Reproduce the records word for word, starting at their first line and stopping after the line that contains "x=559, y=108". Leave the pictures out.

#### [Dataset records on where objects are located]

= = = = = = =

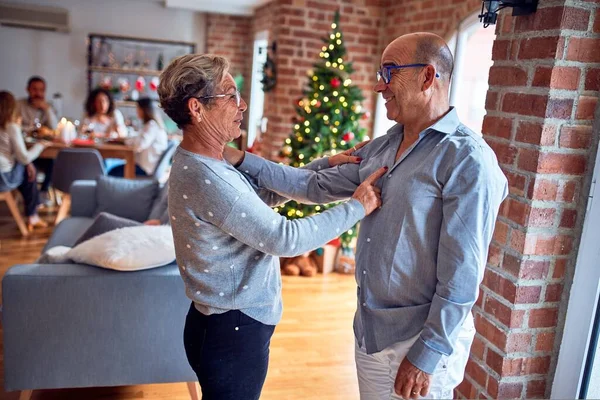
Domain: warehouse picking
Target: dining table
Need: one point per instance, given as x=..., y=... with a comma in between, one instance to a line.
x=108, y=149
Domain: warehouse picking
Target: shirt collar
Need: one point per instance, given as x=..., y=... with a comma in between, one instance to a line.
x=447, y=124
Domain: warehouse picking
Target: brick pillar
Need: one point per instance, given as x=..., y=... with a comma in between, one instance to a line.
x=540, y=105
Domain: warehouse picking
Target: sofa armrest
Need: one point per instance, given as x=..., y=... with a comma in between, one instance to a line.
x=83, y=198
x=74, y=325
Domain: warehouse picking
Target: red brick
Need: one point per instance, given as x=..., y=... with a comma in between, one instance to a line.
x=592, y=78
x=516, y=183
x=518, y=342
x=505, y=153
x=576, y=19
x=539, y=48
x=567, y=191
x=576, y=137
x=501, y=232
x=545, y=341
x=500, y=49
x=543, y=318
x=535, y=133
x=536, y=389
x=525, y=104
x=542, y=217
x=583, y=49
x=498, y=310
x=497, y=126
x=554, y=292
x=528, y=159
x=490, y=331
x=491, y=100
x=518, y=212
x=478, y=347
x=507, y=76
x=500, y=285
x=476, y=373
x=587, y=106
x=543, y=189
x=559, y=108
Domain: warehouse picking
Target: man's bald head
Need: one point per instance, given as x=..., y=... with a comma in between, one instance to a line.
x=424, y=48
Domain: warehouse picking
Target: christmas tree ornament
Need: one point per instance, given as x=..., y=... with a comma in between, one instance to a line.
x=154, y=83
x=348, y=136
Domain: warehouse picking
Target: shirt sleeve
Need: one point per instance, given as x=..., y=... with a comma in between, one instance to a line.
x=324, y=185
x=21, y=153
x=247, y=218
x=471, y=200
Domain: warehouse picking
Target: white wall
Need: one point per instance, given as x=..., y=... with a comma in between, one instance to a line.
x=62, y=58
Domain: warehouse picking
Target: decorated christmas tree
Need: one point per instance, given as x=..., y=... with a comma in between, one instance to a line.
x=328, y=116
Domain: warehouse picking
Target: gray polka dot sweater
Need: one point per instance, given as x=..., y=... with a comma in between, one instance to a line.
x=228, y=240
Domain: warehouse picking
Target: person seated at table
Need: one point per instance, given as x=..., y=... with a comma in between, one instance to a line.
x=101, y=117
x=36, y=110
x=16, y=168
x=151, y=142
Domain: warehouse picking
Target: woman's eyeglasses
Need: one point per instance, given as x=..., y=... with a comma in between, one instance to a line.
x=385, y=72
x=236, y=95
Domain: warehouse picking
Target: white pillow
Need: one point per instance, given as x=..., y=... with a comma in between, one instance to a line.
x=133, y=248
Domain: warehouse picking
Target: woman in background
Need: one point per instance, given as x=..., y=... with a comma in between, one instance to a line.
x=16, y=168
x=101, y=117
x=151, y=142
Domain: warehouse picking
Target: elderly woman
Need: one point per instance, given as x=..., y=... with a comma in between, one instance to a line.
x=227, y=238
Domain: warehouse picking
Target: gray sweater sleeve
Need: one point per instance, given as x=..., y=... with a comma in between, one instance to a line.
x=243, y=215
x=272, y=198
x=320, y=186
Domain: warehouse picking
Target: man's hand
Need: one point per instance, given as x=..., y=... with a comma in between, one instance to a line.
x=233, y=156
x=411, y=382
x=346, y=157
x=31, y=173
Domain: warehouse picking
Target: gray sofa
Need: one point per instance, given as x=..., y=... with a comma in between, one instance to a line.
x=73, y=325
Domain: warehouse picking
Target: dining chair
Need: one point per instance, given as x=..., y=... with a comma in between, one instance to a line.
x=72, y=165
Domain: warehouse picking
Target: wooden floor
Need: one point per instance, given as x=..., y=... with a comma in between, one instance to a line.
x=311, y=352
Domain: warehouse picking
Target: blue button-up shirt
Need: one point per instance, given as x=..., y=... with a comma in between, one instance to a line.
x=421, y=257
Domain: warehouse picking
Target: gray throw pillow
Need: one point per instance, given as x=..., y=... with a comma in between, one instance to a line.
x=105, y=222
x=127, y=198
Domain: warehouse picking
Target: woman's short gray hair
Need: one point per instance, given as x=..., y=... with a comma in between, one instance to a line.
x=192, y=75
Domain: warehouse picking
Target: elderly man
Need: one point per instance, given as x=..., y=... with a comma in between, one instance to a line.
x=35, y=109
x=421, y=257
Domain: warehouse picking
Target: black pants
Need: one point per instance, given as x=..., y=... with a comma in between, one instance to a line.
x=229, y=353
x=46, y=165
x=17, y=178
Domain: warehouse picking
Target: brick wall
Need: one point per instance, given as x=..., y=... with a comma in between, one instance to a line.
x=230, y=36
x=540, y=106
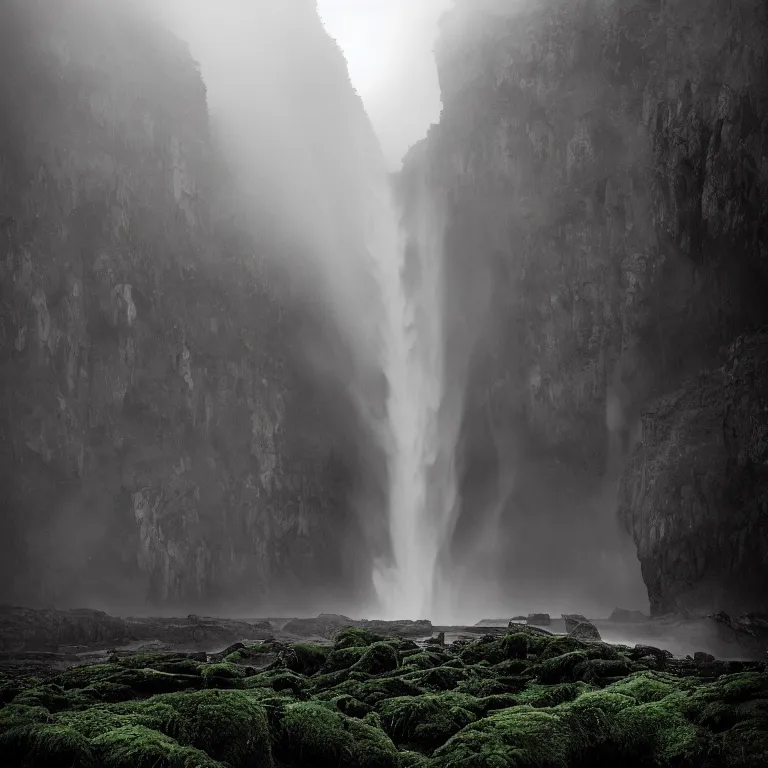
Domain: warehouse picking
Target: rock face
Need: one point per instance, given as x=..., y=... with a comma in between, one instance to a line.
x=158, y=441
x=602, y=165
x=585, y=630
x=695, y=494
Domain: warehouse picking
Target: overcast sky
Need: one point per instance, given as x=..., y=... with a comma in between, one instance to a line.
x=388, y=46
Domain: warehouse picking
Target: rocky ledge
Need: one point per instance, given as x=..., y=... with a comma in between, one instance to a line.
x=695, y=492
x=521, y=699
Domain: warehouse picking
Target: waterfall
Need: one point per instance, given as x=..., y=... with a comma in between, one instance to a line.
x=422, y=480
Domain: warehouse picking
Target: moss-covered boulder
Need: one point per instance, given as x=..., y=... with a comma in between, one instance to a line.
x=313, y=735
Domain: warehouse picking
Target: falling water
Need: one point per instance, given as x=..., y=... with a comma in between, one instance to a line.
x=420, y=461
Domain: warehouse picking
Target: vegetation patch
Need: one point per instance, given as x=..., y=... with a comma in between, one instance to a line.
x=517, y=700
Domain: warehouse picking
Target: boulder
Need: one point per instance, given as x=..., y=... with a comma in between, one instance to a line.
x=585, y=630
x=572, y=619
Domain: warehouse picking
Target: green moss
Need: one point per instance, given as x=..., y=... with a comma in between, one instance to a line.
x=343, y=658
x=312, y=735
x=228, y=725
x=306, y=658
x=549, y=647
x=425, y=722
x=222, y=675
x=53, y=697
x=351, y=706
x=12, y=687
x=521, y=737
x=442, y=678
x=373, y=691
x=559, y=669
x=45, y=745
x=409, y=759
x=108, y=692
x=377, y=659
x=644, y=687
x=83, y=676
x=16, y=714
x=599, y=670
x=551, y=695
x=134, y=746
x=421, y=660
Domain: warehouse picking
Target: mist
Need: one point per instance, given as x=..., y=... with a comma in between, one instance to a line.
x=372, y=273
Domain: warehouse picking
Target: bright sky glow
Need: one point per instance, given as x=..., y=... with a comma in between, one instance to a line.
x=388, y=46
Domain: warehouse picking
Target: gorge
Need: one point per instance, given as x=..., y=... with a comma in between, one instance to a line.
x=246, y=371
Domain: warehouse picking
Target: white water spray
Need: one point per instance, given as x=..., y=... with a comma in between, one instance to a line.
x=422, y=486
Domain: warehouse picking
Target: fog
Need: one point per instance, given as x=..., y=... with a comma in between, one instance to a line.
x=388, y=47
x=310, y=159
x=454, y=512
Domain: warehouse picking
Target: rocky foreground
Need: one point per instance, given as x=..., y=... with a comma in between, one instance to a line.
x=518, y=697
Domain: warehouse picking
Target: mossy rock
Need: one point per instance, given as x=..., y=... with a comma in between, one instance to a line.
x=443, y=678
x=306, y=658
x=45, y=745
x=16, y=714
x=520, y=737
x=54, y=698
x=342, y=658
x=559, y=669
x=425, y=722
x=134, y=746
x=644, y=687
x=223, y=675
x=378, y=659
x=551, y=695
x=349, y=705
x=312, y=735
x=408, y=759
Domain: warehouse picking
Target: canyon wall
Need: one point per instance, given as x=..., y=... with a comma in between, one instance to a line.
x=162, y=440
x=604, y=167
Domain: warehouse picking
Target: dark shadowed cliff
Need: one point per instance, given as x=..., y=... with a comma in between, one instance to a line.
x=603, y=165
x=162, y=439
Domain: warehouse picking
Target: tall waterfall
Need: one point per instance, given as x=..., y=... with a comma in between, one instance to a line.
x=422, y=483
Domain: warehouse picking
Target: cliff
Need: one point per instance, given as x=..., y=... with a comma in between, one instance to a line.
x=695, y=493
x=160, y=440
x=603, y=168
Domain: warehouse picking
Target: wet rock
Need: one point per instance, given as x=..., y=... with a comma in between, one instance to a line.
x=584, y=630
x=27, y=628
x=572, y=619
x=695, y=490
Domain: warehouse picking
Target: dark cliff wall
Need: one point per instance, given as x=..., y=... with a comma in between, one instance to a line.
x=695, y=493
x=160, y=440
x=603, y=164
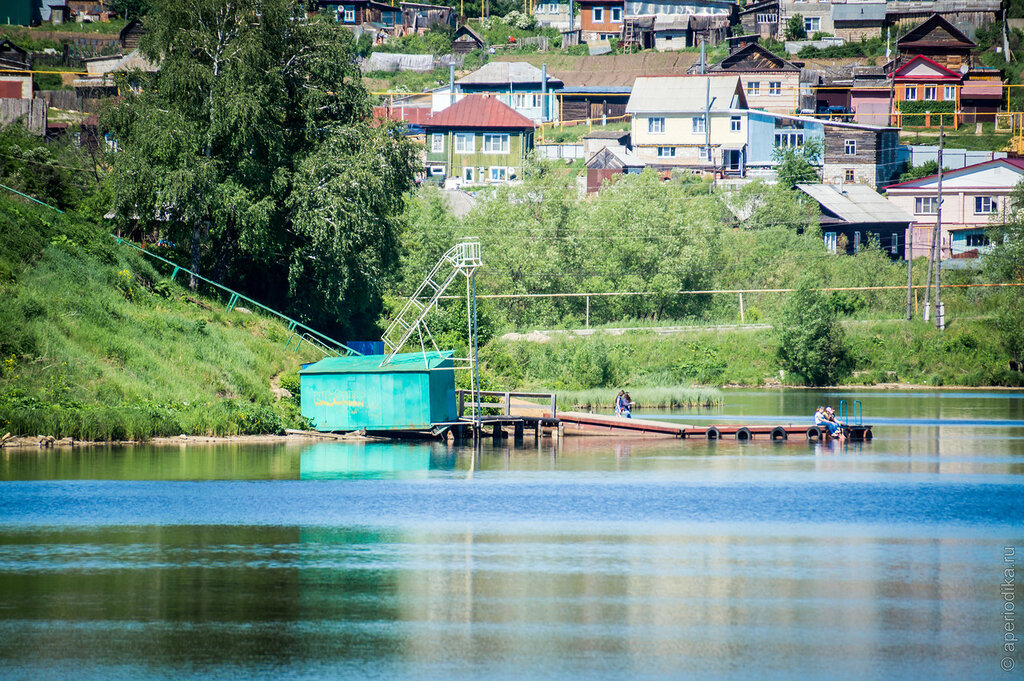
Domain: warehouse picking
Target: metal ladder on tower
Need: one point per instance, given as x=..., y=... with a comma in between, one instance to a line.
x=463, y=258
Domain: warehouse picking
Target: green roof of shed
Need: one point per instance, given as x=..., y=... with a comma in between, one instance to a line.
x=371, y=364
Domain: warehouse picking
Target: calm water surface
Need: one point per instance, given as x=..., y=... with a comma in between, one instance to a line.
x=601, y=558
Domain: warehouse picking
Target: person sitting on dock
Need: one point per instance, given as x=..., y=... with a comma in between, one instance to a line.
x=620, y=398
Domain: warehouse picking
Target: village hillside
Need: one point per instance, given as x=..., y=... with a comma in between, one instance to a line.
x=198, y=198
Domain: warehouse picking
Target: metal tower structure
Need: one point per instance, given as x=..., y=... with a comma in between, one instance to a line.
x=463, y=258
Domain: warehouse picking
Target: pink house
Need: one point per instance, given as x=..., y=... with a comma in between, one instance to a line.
x=974, y=199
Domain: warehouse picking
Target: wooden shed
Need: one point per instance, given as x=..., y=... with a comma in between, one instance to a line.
x=466, y=40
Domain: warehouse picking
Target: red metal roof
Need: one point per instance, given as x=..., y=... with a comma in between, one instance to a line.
x=479, y=112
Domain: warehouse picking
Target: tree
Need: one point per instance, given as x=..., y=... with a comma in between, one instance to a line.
x=795, y=28
x=798, y=165
x=811, y=342
x=252, y=144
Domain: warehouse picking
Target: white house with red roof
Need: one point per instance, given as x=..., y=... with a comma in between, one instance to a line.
x=477, y=140
x=974, y=199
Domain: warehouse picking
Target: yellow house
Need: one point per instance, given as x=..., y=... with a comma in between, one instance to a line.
x=673, y=116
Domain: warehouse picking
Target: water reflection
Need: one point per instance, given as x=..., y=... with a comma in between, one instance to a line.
x=597, y=558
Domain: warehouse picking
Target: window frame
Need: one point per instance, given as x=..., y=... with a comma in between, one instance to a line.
x=993, y=206
x=926, y=205
x=458, y=140
x=504, y=138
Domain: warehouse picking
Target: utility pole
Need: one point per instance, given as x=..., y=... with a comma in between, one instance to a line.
x=940, y=321
x=936, y=238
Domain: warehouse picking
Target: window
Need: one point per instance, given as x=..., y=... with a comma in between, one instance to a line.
x=464, y=142
x=830, y=242
x=524, y=100
x=790, y=139
x=926, y=205
x=496, y=142
x=975, y=240
x=985, y=205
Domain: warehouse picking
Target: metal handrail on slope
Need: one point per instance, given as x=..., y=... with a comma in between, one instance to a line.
x=294, y=326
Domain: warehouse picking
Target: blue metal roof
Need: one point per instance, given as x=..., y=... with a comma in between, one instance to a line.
x=370, y=364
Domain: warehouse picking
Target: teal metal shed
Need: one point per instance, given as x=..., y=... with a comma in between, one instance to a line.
x=355, y=392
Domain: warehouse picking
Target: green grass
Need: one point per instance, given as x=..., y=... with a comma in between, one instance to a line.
x=96, y=344
x=643, y=397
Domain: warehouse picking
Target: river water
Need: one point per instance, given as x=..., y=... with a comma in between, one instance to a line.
x=599, y=558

= = = = = = =

#### [ANSWER FOR THE TASK]
Domain: warehouse picking
Target: dining table
Need: one point per instance, given as x=..., y=... with a comma in between, one instance to a line.
x=108, y=149
Domain: warehouse picking
Target: shirt collar
Need: one point per instance, given as x=..., y=... with a comma in between, one instance to a line.
x=447, y=124
Domain: warehouse picking
Target: brick pillar
Need: one point per instance, given as x=..., y=... with a comma in between, one instance to a line.
x=540, y=105
Domain: warehouse picking
Target: sofa armrest
Need: one point per instance, given as x=..., y=... with a comma in between, one instance to a line.
x=83, y=198
x=74, y=325
Domain: warehouse picking
Target: red brick
Need: one point per instance, given as x=..., y=... with a comma in between, one instance to a line.
x=592, y=78
x=516, y=183
x=518, y=342
x=505, y=153
x=576, y=19
x=539, y=48
x=567, y=191
x=576, y=137
x=501, y=232
x=545, y=341
x=500, y=49
x=543, y=318
x=535, y=133
x=536, y=389
x=525, y=104
x=542, y=217
x=583, y=49
x=498, y=310
x=497, y=126
x=554, y=292
x=528, y=159
x=490, y=331
x=491, y=100
x=518, y=212
x=478, y=347
x=507, y=76
x=500, y=285
x=476, y=373
x=587, y=106
x=543, y=189
x=559, y=108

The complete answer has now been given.